╭─ Provided material

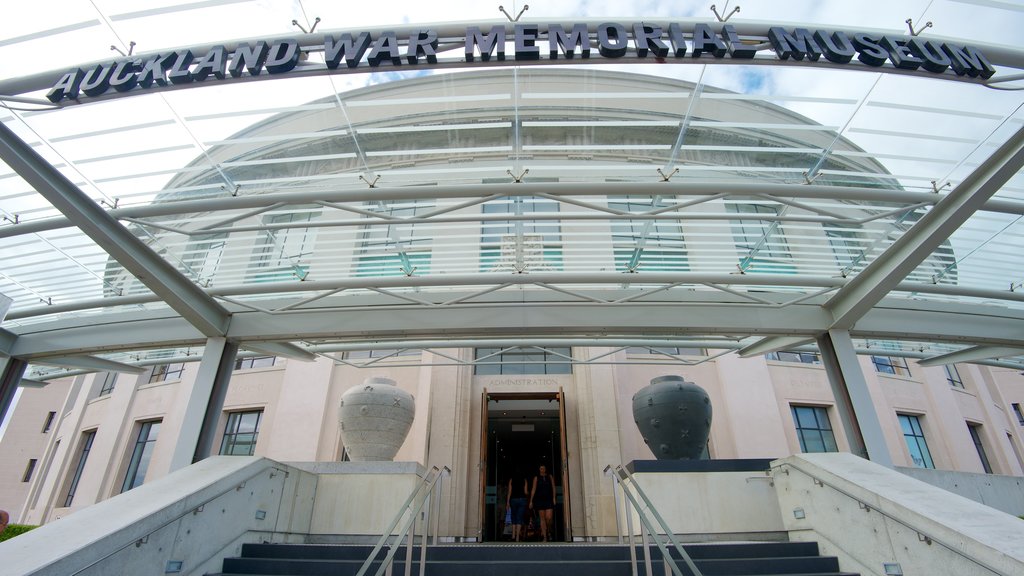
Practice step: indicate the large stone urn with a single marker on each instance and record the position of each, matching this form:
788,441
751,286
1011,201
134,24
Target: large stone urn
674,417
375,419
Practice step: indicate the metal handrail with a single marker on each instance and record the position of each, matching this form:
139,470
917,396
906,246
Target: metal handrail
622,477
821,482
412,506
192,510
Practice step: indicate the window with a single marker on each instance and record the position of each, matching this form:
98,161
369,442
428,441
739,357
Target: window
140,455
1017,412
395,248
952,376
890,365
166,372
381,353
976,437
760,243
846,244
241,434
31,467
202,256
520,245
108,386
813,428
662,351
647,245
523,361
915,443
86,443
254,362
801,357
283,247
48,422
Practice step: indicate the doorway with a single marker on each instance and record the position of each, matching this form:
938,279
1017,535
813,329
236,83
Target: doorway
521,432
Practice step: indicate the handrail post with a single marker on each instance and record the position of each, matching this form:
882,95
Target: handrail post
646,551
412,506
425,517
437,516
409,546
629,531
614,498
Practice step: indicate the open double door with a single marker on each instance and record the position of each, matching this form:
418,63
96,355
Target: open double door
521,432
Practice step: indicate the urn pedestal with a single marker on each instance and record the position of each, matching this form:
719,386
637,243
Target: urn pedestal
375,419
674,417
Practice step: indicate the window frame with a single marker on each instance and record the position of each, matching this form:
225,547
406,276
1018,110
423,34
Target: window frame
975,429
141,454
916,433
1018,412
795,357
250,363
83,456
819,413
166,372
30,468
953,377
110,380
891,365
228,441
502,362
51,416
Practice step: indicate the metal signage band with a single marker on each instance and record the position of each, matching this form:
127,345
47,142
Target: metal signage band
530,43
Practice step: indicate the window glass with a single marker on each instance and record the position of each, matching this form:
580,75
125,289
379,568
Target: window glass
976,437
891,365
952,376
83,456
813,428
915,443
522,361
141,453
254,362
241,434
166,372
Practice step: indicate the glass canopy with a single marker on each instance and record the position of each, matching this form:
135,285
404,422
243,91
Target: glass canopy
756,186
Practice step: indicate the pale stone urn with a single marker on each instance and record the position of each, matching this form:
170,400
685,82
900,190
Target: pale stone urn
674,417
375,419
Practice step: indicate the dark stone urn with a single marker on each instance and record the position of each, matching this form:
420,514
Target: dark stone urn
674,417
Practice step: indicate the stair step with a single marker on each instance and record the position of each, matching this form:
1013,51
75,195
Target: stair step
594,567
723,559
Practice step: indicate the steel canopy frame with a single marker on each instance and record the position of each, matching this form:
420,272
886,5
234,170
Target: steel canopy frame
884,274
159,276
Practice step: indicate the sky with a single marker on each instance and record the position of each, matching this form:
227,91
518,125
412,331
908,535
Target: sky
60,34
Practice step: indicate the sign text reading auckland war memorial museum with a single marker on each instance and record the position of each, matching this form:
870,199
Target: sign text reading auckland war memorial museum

╰─

> _What this task involves_
From the records given above, reproduce all text exactly and exclude each picture.

> _Exercise solution_
Practice step: indicate the large stone urn with a single marker on each instance and record the position of each, matching this form:
788,441
751,286
1011,201
134,24
Target: large stone urn
674,417
375,419
Practice step: indicate the metal handrail with a single marker on each instance and record the position of each, matching this form:
139,470
917,396
906,246
Target: metal handrail
622,477
821,482
412,506
192,510
Practice step: indicate the window with a single marker on each instance and record the position of each, matching this form:
98,161
369,442
428,441
739,357
Target: window
140,455
1017,412
395,248
952,376
890,365
166,372
381,353
976,437
760,243
846,244
241,434
31,467
202,256
520,245
108,386
813,428
662,351
647,245
523,361
915,443
86,443
254,362
801,357
283,247
48,422
Practice step: indicate the doorway with a single marker on each instance and record the position of each, matching this form:
938,279
1017,535
813,329
236,83
Target: doorway
521,432
Practice step: indicate the handrail post with a single marker on each instance and record the position of each, matching this form:
882,95
Target: handrail post
646,551
412,506
425,517
437,516
409,546
629,531
614,498
Practice step: indicate the open double door with a single marker on each instance and record the position of each, matching this form:
418,63
96,355
Target: open double door
521,432
Practice step: indicate the urn pedestal with a single marker on each instance and record the position of each, matching this form:
719,386
637,243
Target: urn pedestal
375,419
674,417
Practice step: indicate the window frame with a single marker on each instance and record the position of each, matching this form:
225,547
406,276
1018,110
423,34
Target: window frame
975,429
141,454
916,433
1018,412
795,357
250,363
83,456
819,413
166,372
30,468
953,377
110,380
891,365
228,441
502,362
51,416
Practice step: indicate the metal signage band with a single marker on each instance and record the position of each, matching this form:
127,345
47,142
Target: metal signage band
530,43
Practice step: indicate the window glass with a single marker on each instance and record the position of each, matching this form:
580,75
125,289
379,568
Target: window glass
976,437
891,365
952,376
83,456
813,428
915,443
522,361
141,453
254,362
241,434
166,372
Practice step: indicate the glass canopy with a single marker on each instance and record the position of each, matching this form:
135,285
404,422
243,91
Target: glass canopy
756,186
Practice step: indicate the pale stone urn with a single marker on each instance and record the position of each, matching this form:
170,400
685,82
900,190
Target: pale stone urn
674,417
375,419
Practice step: indicate the dark stone urn with a single marker on each instance and record the position of each, matching this form:
420,514
Target: dark stone urn
674,417
Practice step: indicate the stair step with a single marker on each instance and record the position of each, matching this form:
1013,51
75,195
Target: stair step
594,567
723,559
Practice step: indicate the steel canopy frame with a single marker on each instance and record the position of each, matching this form:
420,272
886,5
234,170
Target: steel canopy frame
884,274
159,276
Practice step: indicate the sky with a single marker on each instance and record the position of each, matching this form:
227,91
518,125
412,331
908,535
Target: sky
60,34
Practice step: indicate the sign text reading auckland war memorial museum with a single marker on each instance and record the position of each, matching this form:
870,199
Target: sign text reading auckland war memorial museum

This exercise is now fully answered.